-- Start of Reading passage --

© The Author(s), under exclusive license to APress Media, LLC, part of Springer Nature 2022
R. OkunevAnalytics for Retailhttps://doi.org/10.1007/978-1-4842-7830-7_1

1. The Basics of Statistics

Rhoda Okunev1  
(1)
Tamarac, FL, USA
 

Clear and concise business questions need to be formulated prior to developing a hypothesis and conducting statistics for an online promotion or investigation of some sort. The variables that are collected should be organized in such a way as to answer those business questions, and the statistical techniques that will be used should be known beforehand so that the data to answer the business questions are at hand. Data is just a bunch of numbers until the data is cleaned, organized, and arranged. This part is so essential and much overlooked. Without understanding the basic descriptive statistics and how the middle of the data should look, as well as knowing where the endpoints or tails of your data are and how large the error rate is in the data, a “true” analysis cannot be done accurately. Once the data is rigorously scoured and reviewed, it can, at least, start to tell a clear and consistent message to a targeted audience. That story’s journey starts to develop with a clear and understandable business question. With the use of the appropriate statistical analysis and its significant results, and with charts to emphasize the main takeaway to get the points across simply and clearly, the essential and pertinent findings that need to be described will come to life. These findings, which are found from a business question, are the essence of the journey that will help a company realize their direction, purpose, and potential.

Descriptive Statistics

The term statistics refers to mathematical procedures that are used to collect, organize, clean, and summarize data. This is important in retail, because between inventory, customer, and sales data, your overall information sets will be large, and the sheer volume of information can be overwhelming. Cleaning and summarizing your data is key to understanding and interpreting the data accurately. Once that is done accurately, all the statistics are used to create your business narrative and help to optimize your ongoing strategy.

The first concept to understand in statistics is how to differentiate between a population and a sample. A population is the entire group that is being investigated. Studying an entire population is usually costly, and it is difficult to impossible to recruit an entire population. Therefore, most investigations and surveys use a random and representative sample or a random sample, which is a smaller group of the true population. A randomized sample is a group that represents the population that is to be studied.

For example, imagine a company with 100 employees in the research department and 1,000 employees in the company as a whole. The study’s purpose is to assess the quantitative skills of the employees in the research department. In this case, the relevant population is the research department (100 employees), not the whole company (1,000 employees). So, a sample of, say, 30 employees or more should all come from the research department. If 30 employees from across the entire company are chosen by the administrator to participate, this group is not representative of the research department because it includes other departments as well. A company hires individuals from various backgrounds with diversified skills, and the quantitative skills for a sales manager or administrative assistant are not expected to be the same as for a researcher.

-- End of Reading passage --
-- Start of Source material --

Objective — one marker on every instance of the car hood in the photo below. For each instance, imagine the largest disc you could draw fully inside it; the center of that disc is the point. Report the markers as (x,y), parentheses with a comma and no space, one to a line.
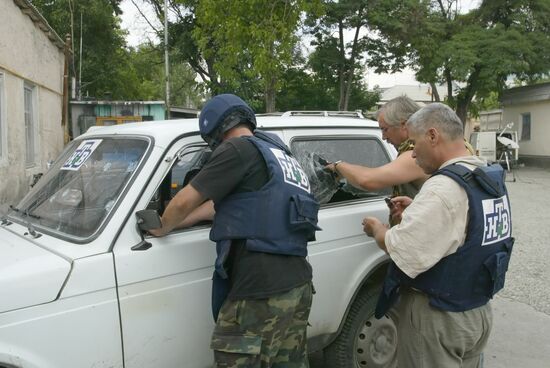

-- End of Source material --

* Problems to solve *
a) Using the chapter on the basics of statistics, answer each question in a short phrase:
(i) Which three kinds of retail data does it say make overall information sets large?
(ii) What term does it use for the entire group being investigated?
(iii) In the employee example, how many employees form the relevant population?
b) Pick up the chapter on the basics of statistics after its final sentence and write the next part.

* Answers below *
a)
(i) Inventory, customer, and sales data
(ii) A population
(iii) 100, the employees in the research department

b)
To create a random sample of the group of interest, the researcher may take 30 employees from the 100 in the research department. But those employees cannot be handpicked, and you cannot take the first 30 employees because that would not be random. Even when humans attempt to choose items “randomly,” it is not accurate. Instead, a possible alternative would be to create a randomly generated table from Excel and to create an algorithm as demonstrated soon in the book or with a statistician for how this sample could be chosen. This way the sample selected would truly be random.

Retailers often use sample sets when analyzing order data for trends by category, when analyzing CRM populations for various studies or surveys, and when analyzing user behavior or visits to websites. For example, if you were conducting a survey of your CRM database, you could randomly generate a stratified sample based on customers who fit certain segments, such as having completed a purchase or having visited the website within a certain period of time. Generating random samples gives you a representative estimate of what is happening in the larger population as a whole. Here are some more statistical differences that should be kept in mind between a sample and a population.

A parameter is used to describe a population, and statistics are used to describe that same measure of a sample. The normal curve has three basic parameters and corresponding statistics. They are called the mean, the standard deviation, and the variance. The parameters for the population are called mu, sigma, and sigma squared. The random sample statistics are called x-bar, s, and s2, respectively. These measures describe the population and sample and explain the importance of the normal curve.

The retail business utilizes these measures primarily when analyzing sales data such as orders and daily sales. For example, the mean shows up in key performance indicators such as Average Order Value, Average Units per Transaction, and Average Sellthrough. Variance and standard deviation are building blocks for more advanced applied analytics and appear in later techniques in the book.

One way to create a random sample is by using a random sample generator and then developing an algorithm that would use it. Although this is one simple technique to develop a random sample, another way is to work with a statistician to develop a stratified sample, which is much more complicated. There are many different types of ways to generate random samples, and each type of sample will answer a different question and will give you a different random sample and result. Therefore, it is important to be clear in the beginning of a study which type of representative sample the study is extracting from the population. Some sampling techniques are harder to develop than others, so at times a statistician should always be consulted. The data analysis toolkit in Excel has many different types of random digit generators that could be utilized to create random digits, and the normal curve will be created using the normal random digits in the toolkit in Chapter 2.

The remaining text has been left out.